__To do__:
Pick out each line below containing "trail".
--- --- ---
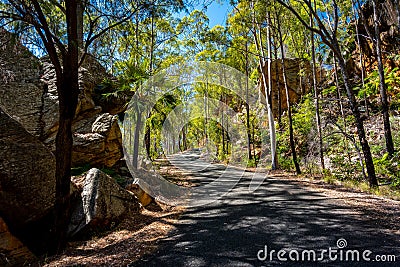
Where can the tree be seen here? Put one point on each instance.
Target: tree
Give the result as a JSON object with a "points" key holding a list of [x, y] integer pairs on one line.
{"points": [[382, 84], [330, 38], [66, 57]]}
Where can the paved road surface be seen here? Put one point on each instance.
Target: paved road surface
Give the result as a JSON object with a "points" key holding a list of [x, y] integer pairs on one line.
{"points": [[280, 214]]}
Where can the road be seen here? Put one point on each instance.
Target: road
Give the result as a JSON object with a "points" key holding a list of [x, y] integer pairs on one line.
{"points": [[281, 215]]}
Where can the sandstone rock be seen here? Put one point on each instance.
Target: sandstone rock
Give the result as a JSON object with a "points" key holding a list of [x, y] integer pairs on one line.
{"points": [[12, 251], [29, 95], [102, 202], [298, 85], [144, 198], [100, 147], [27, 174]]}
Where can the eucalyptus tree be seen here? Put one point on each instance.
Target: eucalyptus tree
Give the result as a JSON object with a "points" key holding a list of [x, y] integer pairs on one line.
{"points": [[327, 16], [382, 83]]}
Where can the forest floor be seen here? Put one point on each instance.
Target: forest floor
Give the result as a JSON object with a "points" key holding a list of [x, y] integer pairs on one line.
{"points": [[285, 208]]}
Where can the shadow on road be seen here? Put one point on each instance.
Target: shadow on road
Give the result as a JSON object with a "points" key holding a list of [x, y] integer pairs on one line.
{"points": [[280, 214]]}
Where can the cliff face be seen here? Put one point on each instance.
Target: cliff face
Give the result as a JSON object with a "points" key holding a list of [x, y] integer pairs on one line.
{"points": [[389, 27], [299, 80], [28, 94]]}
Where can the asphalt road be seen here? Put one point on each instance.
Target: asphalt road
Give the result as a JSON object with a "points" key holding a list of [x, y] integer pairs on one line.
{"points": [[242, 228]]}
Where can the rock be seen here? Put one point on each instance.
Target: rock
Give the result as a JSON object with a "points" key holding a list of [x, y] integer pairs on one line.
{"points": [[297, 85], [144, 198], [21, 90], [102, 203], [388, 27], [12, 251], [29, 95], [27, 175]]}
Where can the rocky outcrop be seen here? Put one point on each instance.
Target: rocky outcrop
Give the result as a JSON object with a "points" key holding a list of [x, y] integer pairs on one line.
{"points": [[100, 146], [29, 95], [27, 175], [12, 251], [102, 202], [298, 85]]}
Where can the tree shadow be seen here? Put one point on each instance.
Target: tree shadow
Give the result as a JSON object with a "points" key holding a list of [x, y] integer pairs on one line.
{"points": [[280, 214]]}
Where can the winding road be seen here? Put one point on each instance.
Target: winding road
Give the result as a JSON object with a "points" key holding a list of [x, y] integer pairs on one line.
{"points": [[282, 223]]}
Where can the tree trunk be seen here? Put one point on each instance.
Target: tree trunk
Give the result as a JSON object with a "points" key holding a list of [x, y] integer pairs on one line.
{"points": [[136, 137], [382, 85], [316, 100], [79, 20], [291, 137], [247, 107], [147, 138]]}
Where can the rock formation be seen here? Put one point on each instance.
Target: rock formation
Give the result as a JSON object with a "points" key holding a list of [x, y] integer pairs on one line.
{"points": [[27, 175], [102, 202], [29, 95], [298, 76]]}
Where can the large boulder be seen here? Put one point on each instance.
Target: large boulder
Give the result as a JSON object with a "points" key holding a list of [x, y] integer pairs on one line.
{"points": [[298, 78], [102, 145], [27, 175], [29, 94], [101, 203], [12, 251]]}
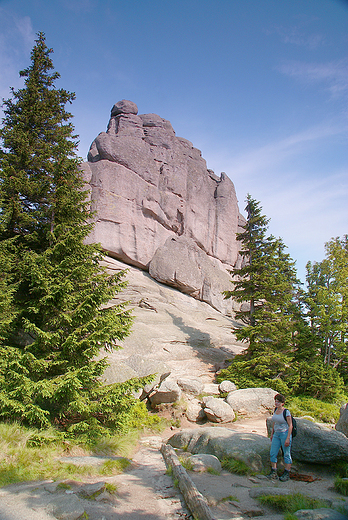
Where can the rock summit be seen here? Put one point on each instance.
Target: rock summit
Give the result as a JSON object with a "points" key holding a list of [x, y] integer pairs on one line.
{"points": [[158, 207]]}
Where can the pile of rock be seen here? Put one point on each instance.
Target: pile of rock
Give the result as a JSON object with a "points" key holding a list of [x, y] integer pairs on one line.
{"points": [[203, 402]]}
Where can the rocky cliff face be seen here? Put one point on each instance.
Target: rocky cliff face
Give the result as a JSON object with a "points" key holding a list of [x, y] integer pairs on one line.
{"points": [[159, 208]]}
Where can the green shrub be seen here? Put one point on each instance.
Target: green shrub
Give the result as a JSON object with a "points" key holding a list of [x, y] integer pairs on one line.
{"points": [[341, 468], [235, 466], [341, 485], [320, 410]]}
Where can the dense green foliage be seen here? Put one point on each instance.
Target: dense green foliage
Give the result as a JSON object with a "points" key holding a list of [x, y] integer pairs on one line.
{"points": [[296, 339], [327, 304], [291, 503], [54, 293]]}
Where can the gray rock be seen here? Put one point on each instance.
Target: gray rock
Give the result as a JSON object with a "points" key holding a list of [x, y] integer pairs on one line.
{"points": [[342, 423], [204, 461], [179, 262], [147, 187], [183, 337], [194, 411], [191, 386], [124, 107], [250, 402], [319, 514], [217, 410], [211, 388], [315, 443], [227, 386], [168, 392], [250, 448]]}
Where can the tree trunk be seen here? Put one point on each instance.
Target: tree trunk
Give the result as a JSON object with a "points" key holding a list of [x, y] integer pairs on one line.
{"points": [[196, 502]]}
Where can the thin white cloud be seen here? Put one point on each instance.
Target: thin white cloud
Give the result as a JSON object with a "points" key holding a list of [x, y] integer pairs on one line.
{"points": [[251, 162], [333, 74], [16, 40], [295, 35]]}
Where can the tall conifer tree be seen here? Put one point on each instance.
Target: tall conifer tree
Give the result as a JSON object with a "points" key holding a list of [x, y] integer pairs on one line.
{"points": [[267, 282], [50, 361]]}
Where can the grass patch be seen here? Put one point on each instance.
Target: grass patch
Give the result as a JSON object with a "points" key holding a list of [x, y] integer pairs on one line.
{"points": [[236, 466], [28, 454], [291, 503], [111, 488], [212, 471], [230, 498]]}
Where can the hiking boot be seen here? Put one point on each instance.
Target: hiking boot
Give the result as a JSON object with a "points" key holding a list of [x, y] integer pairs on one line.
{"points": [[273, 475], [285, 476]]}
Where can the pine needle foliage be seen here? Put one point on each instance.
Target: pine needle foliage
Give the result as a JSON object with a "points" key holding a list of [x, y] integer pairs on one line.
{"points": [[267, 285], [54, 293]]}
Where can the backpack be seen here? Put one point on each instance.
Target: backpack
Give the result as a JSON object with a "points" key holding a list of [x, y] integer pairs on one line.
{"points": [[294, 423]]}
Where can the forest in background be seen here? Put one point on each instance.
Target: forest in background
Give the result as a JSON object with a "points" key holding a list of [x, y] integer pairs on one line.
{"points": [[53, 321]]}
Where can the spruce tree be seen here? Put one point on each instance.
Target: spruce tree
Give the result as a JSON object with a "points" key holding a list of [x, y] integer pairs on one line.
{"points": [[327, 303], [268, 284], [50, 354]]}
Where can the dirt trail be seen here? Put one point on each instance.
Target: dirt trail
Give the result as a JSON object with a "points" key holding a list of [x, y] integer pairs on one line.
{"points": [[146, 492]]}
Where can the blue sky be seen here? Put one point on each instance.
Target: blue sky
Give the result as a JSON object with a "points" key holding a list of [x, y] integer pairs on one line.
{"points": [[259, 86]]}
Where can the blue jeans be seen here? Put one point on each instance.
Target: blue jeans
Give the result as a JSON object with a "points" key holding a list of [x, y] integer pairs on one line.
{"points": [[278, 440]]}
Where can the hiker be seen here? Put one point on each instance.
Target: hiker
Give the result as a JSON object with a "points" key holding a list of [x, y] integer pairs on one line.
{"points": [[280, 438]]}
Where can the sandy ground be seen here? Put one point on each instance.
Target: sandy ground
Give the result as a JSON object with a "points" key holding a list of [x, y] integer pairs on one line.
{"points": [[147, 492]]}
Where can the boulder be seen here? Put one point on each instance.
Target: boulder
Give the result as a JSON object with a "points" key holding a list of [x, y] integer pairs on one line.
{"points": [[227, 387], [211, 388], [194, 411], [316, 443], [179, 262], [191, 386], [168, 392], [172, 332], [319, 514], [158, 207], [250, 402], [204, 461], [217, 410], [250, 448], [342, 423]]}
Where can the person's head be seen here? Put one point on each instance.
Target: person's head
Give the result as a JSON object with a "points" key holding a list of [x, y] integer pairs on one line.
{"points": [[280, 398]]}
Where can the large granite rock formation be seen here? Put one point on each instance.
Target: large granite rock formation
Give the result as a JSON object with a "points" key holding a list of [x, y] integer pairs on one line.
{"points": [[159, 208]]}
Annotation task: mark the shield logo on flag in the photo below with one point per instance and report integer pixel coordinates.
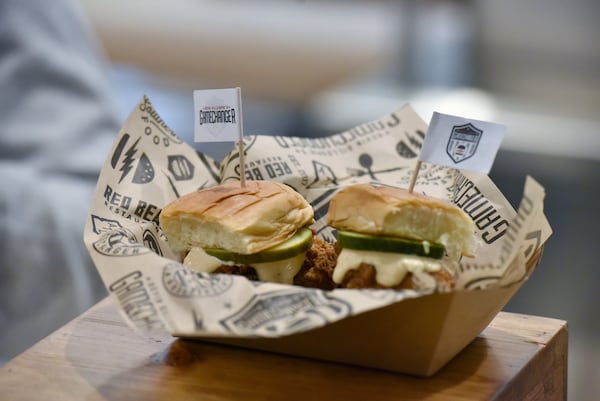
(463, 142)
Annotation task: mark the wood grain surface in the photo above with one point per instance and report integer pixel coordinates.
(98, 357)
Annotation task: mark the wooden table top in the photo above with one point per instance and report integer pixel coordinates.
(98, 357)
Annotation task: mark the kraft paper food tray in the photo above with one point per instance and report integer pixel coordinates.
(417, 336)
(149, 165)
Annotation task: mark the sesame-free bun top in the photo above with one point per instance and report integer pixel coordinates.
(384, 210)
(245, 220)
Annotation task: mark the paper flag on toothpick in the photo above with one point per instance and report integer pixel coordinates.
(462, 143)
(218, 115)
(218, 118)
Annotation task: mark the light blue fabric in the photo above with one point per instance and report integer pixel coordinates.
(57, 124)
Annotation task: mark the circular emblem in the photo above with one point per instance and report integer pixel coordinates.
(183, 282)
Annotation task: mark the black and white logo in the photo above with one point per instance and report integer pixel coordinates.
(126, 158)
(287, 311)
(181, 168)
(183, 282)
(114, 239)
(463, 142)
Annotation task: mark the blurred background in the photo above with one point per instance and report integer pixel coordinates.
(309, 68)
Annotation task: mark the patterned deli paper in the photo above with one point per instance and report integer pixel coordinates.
--- --- ---
__Answer to this problem__:
Where can the dirt trail be seen here? Put one point on each instance.
Target: dirt trail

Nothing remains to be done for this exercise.